■ Document extract ■
######
Sonia Gandhi, Nitish Kumar, Lalu Prasad share stage at a rally in Patna. (Press Trust of India)
New Delhi:
At a mega rally in Patna today, Bihar Chief Minister Nitish Kumar and Congress chief Sonia Gandhi targeted Prime Minister Narendra Modi, on land acquisition bill, saying he has been forced to bow "to the will of the people".
"The rollback of the anti-farmer land bill is not PM Modi's Mann ki Baat, it is the nation's Mann ki Baat," Mr Kumar said, taking a dig at PM Modi's comments this morning on his monthly radio programme during which he said he was allowing the bill to lapse.
The Prime Minister, Mr Kumar said, did not get the support of the legislature or the people and "today he finally had to give in".
######
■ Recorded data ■
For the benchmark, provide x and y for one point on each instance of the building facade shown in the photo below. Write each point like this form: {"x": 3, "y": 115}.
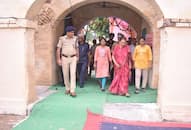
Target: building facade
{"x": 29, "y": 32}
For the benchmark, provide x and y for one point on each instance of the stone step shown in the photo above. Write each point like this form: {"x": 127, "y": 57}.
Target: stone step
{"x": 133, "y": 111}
######
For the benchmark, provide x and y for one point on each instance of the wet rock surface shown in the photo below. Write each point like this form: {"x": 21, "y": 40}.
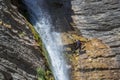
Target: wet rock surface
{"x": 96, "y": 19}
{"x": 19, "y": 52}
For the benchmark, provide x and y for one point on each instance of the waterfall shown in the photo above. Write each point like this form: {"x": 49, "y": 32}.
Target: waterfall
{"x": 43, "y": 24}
######
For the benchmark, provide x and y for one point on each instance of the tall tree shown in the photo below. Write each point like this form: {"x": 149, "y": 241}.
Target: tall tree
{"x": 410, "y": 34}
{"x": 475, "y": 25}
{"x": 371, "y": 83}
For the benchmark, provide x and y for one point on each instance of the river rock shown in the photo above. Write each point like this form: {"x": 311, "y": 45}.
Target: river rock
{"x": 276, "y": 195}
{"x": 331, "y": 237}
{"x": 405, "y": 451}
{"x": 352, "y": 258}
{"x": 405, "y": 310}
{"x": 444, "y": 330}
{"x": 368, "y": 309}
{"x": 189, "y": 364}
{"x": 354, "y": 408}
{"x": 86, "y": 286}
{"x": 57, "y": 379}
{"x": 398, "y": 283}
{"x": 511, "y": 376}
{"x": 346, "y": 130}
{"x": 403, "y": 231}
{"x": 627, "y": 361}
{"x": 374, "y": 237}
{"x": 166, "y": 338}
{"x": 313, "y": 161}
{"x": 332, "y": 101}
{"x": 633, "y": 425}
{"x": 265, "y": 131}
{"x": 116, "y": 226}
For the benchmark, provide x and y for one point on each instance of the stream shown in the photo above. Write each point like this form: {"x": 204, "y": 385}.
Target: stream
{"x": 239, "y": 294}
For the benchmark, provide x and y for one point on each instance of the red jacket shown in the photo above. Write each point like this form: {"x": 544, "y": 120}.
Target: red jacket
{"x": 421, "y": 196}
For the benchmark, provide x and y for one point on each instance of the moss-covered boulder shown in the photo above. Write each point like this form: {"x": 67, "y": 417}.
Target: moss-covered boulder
######
■ Required actions ■
- A) Answer these from the news report on the Patna rally:
(i) In which city was the mega rally held?
(ii) According to Mr Kumar, the rollback of the land bill is whose Mann ki Baat?
(iii) According to Mr Kumar, whose support did the Prime Minister not get?
- B) From the Patna rally report, write out the passage starting at "Sonia Gandhi, Nitish" and ending at "bill to lapse.".

■ Results of the tasks ■
- A)
(i) Patna
(ii) The nation's
(iii) The legislature's or the people's

- B)
Sonia Gandhi, Nitish Kumar, Lalu Prasad share stage at a rally in Patna. (Press Trust of India)
New Delhi:
At a mega rally in Patna today, Bihar Chief Minister Nitish Kumar and Congress chief Sonia Gandhi targeted Prime Minister Narendra Modi, on land acquisition bill, saying he has been forced to bow "to the will of the people".
"The rollback of the anti-farmer land bill is not PM Modi's Mann ki Baat, it is the nation's Mann ki Baat," Mr Kumar said, taking a dig at PM Modi's comments this morning on his monthly radio programme during which he said he was allowing the bill to lapse.